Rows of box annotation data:
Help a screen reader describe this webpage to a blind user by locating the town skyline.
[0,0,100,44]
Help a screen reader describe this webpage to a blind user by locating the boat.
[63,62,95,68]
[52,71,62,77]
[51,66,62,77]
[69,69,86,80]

## Exercise prompt
Copy these lines word for word.

## Answer for the task
Help a screen reader describe this webpage to a blind user by locating the town skyline.
[0,0,100,44]
Help a screen reader describe this webpage to a blind user by locating the boat.
[63,62,95,68]
[52,71,62,77]
[51,66,62,77]
[69,69,86,80]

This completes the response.